Material to process START

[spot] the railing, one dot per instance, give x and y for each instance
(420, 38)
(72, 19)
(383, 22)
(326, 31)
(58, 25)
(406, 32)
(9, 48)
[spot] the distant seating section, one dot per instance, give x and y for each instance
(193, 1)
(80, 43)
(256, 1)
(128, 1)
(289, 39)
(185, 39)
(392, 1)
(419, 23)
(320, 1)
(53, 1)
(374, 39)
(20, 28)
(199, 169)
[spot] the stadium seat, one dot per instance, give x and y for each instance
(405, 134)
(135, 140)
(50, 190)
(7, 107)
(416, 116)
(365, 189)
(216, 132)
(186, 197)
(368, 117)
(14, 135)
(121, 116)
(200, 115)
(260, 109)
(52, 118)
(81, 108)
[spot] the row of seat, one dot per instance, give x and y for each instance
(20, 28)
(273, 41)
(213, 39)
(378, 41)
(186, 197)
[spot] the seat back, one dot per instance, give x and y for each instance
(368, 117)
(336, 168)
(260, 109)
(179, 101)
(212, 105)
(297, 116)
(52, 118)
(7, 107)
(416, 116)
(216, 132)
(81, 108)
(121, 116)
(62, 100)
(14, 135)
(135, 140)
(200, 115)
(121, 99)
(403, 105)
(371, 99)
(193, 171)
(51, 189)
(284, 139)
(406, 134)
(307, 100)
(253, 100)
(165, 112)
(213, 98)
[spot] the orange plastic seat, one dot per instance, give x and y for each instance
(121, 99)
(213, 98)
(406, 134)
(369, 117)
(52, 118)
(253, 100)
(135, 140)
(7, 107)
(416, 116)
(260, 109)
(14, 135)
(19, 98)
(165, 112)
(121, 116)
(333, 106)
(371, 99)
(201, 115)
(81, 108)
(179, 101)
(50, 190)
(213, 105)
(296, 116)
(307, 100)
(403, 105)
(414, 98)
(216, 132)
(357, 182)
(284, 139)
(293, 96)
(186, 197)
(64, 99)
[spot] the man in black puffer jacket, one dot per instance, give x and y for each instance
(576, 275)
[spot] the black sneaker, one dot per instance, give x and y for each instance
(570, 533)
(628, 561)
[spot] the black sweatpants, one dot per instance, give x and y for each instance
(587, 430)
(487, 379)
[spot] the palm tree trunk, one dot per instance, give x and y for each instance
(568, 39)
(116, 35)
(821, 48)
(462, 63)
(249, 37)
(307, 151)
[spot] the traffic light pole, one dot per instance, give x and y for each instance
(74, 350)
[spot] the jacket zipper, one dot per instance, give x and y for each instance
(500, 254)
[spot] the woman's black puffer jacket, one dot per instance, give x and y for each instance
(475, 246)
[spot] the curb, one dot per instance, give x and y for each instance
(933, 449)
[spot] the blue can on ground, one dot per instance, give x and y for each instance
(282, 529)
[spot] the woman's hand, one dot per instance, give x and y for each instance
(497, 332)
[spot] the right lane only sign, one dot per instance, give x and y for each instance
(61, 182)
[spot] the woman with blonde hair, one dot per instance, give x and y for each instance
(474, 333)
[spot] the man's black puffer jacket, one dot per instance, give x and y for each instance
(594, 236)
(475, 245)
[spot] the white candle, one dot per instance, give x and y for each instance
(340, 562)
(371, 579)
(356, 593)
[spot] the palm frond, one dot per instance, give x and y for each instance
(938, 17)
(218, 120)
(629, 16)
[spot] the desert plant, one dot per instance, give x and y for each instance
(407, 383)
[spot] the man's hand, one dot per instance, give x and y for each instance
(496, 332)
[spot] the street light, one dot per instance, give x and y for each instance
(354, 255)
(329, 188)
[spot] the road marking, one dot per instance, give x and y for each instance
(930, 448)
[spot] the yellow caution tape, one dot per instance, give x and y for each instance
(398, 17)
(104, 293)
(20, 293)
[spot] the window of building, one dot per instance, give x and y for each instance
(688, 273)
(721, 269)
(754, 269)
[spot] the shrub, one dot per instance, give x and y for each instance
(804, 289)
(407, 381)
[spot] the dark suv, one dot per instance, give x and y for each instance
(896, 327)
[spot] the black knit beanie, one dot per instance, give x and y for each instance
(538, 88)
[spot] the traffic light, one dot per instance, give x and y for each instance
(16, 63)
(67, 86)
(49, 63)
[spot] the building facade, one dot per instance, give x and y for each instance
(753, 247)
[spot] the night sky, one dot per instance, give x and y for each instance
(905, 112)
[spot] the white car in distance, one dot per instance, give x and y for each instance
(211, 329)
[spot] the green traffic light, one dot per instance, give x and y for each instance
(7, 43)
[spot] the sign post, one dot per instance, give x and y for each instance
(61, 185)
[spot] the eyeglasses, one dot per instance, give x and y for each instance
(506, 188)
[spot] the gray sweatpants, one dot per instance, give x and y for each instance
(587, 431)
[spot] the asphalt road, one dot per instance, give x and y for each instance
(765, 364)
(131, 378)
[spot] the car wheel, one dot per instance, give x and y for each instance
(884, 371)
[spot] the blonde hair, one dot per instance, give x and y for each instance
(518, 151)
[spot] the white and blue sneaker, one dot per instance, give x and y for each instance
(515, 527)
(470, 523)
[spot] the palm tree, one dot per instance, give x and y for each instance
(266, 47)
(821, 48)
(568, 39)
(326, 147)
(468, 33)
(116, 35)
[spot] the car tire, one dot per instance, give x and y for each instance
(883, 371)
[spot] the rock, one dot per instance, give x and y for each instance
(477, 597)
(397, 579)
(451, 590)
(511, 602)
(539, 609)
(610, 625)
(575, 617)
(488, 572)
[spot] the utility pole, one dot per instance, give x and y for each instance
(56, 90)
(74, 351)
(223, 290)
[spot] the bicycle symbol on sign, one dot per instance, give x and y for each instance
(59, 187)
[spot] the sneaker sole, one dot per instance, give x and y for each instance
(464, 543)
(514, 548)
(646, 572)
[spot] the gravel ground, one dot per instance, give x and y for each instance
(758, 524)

Material to process END

▶ Exercise goal:
The expected response is every record, reproduced word for word.

▶ Response area:
[spot] the railing, one dot per instance, give x and y for each instance
(420, 38)
(72, 19)
(383, 22)
(326, 31)
(58, 25)
(406, 32)
(9, 48)
[spot] the distant seating section, one dot per instance, give x and y for each instance
(193, 1)
(80, 43)
(256, 1)
(128, 1)
(289, 39)
(185, 39)
(392, 1)
(419, 23)
(320, 1)
(53, 1)
(374, 39)
(20, 28)
(199, 169)
[spot] the stadium seat, one dot per instance, give x and y for each instance
(405, 134)
(135, 140)
(50, 190)
(7, 107)
(416, 116)
(365, 189)
(216, 132)
(186, 197)
(368, 117)
(14, 135)
(121, 116)
(200, 115)
(260, 109)
(52, 118)
(81, 108)
[spot] the row of seat, one dot per instance, give x and y for each instance
(20, 28)
(273, 41)
(213, 39)
(378, 41)
(186, 197)
[spot] the seat back, one dot per instance, give x and y for each instance
(368, 117)
(336, 168)
(260, 109)
(179, 101)
(212, 105)
(297, 116)
(52, 118)
(7, 107)
(416, 116)
(216, 132)
(81, 108)
(121, 116)
(62, 100)
(14, 135)
(135, 140)
(200, 115)
(121, 99)
(403, 105)
(371, 99)
(193, 171)
(51, 189)
(284, 139)
(406, 134)
(307, 100)
(253, 100)
(165, 112)
(213, 98)
[spot] the orange plastic seat, one dot per instance, give x and y for each instance
(121, 99)
(213, 98)
(406, 134)
(369, 117)
(52, 118)
(253, 100)
(135, 140)
(7, 107)
(416, 116)
(260, 109)
(14, 135)
(19, 98)
(165, 112)
(121, 116)
(333, 106)
(371, 99)
(201, 115)
(81, 108)
(179, 101)
(50, 190)
(213, 105)
(296, 116)
(307, 100)
(403, 105)
(414, 98)
(216, 132)
(357, 182)
(284, 139)
(293, 96)
(186, 197)
(64, 99)
[spot] the man in black puffer jacket, one dot per instance, give x and y for each instance
(576, 275)
[spot] the black sneaker, one dot per instance, give x and y for each instance
(570, 533)
(628, 561)
[spot] the black sweatpants, one dot per instance, give x and y for each instance
(587, 430)
(487, 379)
[spot] the palm tree trunk, one dot per instance, give x and y for each instance
(568, 39)
(116, 35)
(821, 48)
(462, 63)
(249, 37)
(307, 151)
[spot] the traffic light pole, one dot per instance, give x and y for each instance
(74, 350)
[spot] the jacket zipper, one dot per instance, give x and y for each instance
(500, 254)
[spot] the woman's black puffer jacket, one dot per instance, give x and y for each instance
(475, 246)
[spot] the curb, one dot per instance, give x and y for each instance
(933, 449)
[spot] the blue can on ground, one dot per instance, give x and y for each instance
(282, 529)
[spot] the woman's hand, one dot per instance, give x and y for each instance
(497, 332)
[spot] the right lane only sign, one dot per instance, give x and y for each instance
(61, 182)
[spot] the woman with blonde hair, one dot per instance, give x and y for each instance
(474, 333)
[spot] the man's black puffer jacket, one dot per instance, give x and y for each instance
(594, 236)
(475, 245)
[spot] the white candle, one dot per instance, give x and y for each instance
(340, 562)
(371, 579)
(356, 593)
[spot] the palm frond, one dot per instance, give x and y for each instance
(938, 17)
(218, 120)
(629, 16)
[spot] the desert plant, one dot per instance, give x and y for each instance
(407, 383)
[spot] the man's hand, one dot per instance, give x and y for each instance
(496, 332)
[spot] the street light, one dot per instance, give x and y for each instance
(354, 255)
(329, 188)
[spot] the road marking, one dot per instance, give x and y for each instance
(930, 448)
[spot] the yellow caution tape, one dot per instance, give x and y for each instance
(398, 17)
(104, 293)
(20, 293)
[spot] the window of building, one dot per instance, give x and y for each instance
(688, 273)
(721, 269)
(754, 269)
[spot] the shrub, one dot per instance, give x and y for each instance
(804, 289)
(407, 381)
[spot] the dark suv, one dot per instance, give x and y for each instance
(896, 327)
[spot] the black knit beanie, one dot per instance, give x and y for each instance
(538, 88)
[spot] the traffic light, one dot per instance, give x and y for each instance
(16, 63)
(67, 86)
(49, 63)
[spot] the building facade, one dot per instance, give x and y for each instance
(753, 247)
[spot] the night sky, one dot per instance, give x and y for each instance
(905, 112)
[spot] the white car in distance, one dot per instance, give x and y for each instance
(211, 329)
[spot] the green traffic light, one dot per instance, give x and y for each instance
(7, 43)
[spot] the sign post, one dot per instance, give x and y for each instance
(61, 185)
[spot] the eyeglasses, one dot per instance, give x and y for each instance
(506, 188)
[spot] the gray sweatpants, one dot per instance, give x and y for each instance
(587, 431)
[spot] the asphalt road, one dot per instance, give x and y for each instance
(765, 364)
(131, 378)
[spot] the car wheel, one dot per instance, give x and y for each instance
(884, 371)
[spot] the blonde hair, one dot per instance, give x and y for each instance
(518, 151)
[spot] the white and blue sneaker, one dot per instance, give x and y for each instance
(515, 527)
(470, 523)
[spot] the palm tree, one dot per instance, give x and y for each instance
(266, 47)
(821, 48)
(568, 39)
(326, 147)
(468, 33)
(116, 35)
[spot] the car tire, one dot per instance, give x and y for each instance
(883, 371)
[spot] the rock, one dot per instance, give x and y for each instance
(477, 597)
(397, 579)
(451, 590)
(511, 602)
(539, 609)
(610, 625)
(575, 617)
(488, 572)
[spot] the utility pole, one dot per instance, give x and y for each instance
(56, 90)
(74, 351)
(223, 290)
[spot] the bicycle symbol on sign, one dot per instance, give x and y for each instance
(59, 187)
[spot] the sneaker sole, one dot per instance, give x and y for each instance
(464, 543)
(514, 548)
(646, 572)
[spot] the gravel ground, one dot per instance, give x and y for each instance
(758, 524)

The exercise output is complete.